You asked whether brake hoses that comply with all requirements of Standard No. 106 except the whip resistance test of S5.3.3 may be used in locations not subject to movement during vehicle operation. As explained below, the answer to your question is no. As you know, Standard No. 106 defines "brake hose" as "a flexible conduit, other than a vacuum tubing connector, manufactured for use in a brake system to transmit or contain the fluid pressure or vacuum used to apply force to a vehicle's brakes." Manufacturers of brake hoses must certify that their hoses comply with all applicable requirements of the standard. From your letter, it appears that while you agree that the equipment you manufacture are brake hoses, you believe that they should not be subject to the whip resistance test because your hoses would not be used between articulating parts.

Required tasks:
a) Answer each question from the letter on brake hoses:
(i) Which test of Standard No. 106 do the hoses fail?
(ii) What must manufacturers of brake hoses certify?
(iii) What kind of conduit does the definition of "brake hose" leave out?
b) Reproduce word for word the passage of the letter on brake hoses starting with "You asked whether" and going on through "between articulating parts.".
c) Decide whether each statement agrees with the letter on brake hoses. Answer yes or no, and quote the words that settle it.
(i) The reply to the question is yes.
(ii) The standard's definition of brake hose covers conduits that carry vacuum.
(iii) The inquirer denies that the equipment they manufacture are brake hoses.
Rely only on the letter on brake hoses, with no outside sources.

Listed records:

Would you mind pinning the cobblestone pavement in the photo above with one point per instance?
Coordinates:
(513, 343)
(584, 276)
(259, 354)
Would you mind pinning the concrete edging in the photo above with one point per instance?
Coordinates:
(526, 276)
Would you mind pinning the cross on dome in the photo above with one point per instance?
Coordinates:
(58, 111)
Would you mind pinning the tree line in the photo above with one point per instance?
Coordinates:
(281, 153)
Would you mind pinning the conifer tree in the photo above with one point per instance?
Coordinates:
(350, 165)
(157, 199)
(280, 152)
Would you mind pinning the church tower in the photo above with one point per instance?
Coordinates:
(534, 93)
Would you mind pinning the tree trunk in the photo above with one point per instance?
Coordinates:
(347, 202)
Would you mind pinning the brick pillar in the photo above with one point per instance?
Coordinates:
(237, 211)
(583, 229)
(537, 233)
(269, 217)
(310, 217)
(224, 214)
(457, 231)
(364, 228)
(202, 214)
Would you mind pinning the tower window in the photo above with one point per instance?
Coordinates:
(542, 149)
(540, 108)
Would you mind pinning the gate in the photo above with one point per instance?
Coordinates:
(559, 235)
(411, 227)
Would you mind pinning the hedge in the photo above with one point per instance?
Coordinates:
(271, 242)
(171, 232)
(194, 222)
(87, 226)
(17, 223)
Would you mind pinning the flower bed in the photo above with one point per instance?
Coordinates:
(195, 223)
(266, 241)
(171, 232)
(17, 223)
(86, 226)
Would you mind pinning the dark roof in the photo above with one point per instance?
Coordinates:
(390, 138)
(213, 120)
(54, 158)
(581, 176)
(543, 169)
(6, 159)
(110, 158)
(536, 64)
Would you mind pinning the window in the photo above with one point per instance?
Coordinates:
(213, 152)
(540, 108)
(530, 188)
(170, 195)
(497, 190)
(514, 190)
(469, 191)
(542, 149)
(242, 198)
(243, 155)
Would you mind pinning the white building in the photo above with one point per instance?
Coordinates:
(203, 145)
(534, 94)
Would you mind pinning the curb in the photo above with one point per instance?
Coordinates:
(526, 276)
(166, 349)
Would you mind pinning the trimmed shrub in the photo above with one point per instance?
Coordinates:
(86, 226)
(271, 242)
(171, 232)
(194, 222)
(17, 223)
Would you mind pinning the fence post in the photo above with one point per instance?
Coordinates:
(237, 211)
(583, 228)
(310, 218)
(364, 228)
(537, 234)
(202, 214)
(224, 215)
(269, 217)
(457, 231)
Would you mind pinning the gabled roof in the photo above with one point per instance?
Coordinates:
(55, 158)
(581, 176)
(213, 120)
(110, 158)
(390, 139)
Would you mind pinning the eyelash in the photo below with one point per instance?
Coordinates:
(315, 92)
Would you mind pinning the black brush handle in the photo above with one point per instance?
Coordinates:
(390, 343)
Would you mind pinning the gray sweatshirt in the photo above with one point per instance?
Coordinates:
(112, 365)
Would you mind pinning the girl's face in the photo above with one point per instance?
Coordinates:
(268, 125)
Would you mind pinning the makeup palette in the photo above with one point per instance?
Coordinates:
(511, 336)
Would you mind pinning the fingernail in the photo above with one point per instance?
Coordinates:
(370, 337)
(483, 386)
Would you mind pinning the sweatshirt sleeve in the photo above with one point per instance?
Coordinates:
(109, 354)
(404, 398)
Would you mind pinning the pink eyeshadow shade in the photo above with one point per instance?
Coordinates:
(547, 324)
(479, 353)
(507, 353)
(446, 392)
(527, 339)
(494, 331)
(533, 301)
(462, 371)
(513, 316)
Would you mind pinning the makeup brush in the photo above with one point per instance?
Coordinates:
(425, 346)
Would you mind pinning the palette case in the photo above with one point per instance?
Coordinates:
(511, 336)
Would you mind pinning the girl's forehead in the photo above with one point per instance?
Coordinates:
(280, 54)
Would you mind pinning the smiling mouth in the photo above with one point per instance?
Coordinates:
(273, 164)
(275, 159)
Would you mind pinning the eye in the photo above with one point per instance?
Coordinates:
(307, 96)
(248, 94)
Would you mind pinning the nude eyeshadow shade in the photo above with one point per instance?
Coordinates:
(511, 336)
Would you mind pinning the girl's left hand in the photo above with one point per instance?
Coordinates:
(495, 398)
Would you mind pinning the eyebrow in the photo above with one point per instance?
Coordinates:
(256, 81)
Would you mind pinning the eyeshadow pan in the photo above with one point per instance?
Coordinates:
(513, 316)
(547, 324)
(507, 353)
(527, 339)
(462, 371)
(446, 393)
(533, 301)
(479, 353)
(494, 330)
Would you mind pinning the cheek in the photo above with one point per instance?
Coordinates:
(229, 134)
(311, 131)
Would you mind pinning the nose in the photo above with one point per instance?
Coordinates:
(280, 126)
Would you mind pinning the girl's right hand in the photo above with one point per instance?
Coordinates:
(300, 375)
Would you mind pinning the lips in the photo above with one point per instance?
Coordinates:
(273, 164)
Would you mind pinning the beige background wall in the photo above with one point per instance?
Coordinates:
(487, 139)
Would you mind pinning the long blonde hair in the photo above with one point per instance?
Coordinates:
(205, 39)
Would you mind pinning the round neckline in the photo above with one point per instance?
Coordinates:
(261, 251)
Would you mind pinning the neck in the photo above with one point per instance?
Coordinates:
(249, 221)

The replies:
a)
(i) The whip resistance test of S5.3.3.
(ii) That their hoses comply with all applicable requirements of the standard.
(iii) A vacuum tubing connector.

b)
You asked whether brake hoses that comply with all requirements of Standard No. 106 except the whip resistance test of S5.3.3 may be used in locations not subject to movement during vehicle operation. As explained below, the answer to your question is no. As you know, Standard No. 106 defines "brake hose" as "a flexible conduit, other than a vacuum tubing connector, manufactured for use in a brake system to transmit or contain the fluid pressure or vacuum used to apply force to a vehicle's brakes." Manufacturers of brake hoses must certify that their hoses comply with all applicable requirements of the standard. From your letter, it appears that while you agree that the equipment you manufacture are brake hoses, you believe that they should not be subject to the whip resistance test because your hoses would not be used between articulating parts.

c)
(i) No: "the answer to your question is no."
(ii) Yes: "to transmit or contain the fluid pressure or vacuum used to apply force to a vehicle's brakes."
(iii) No: "you agree that the equipment you manufacture are brake hoses."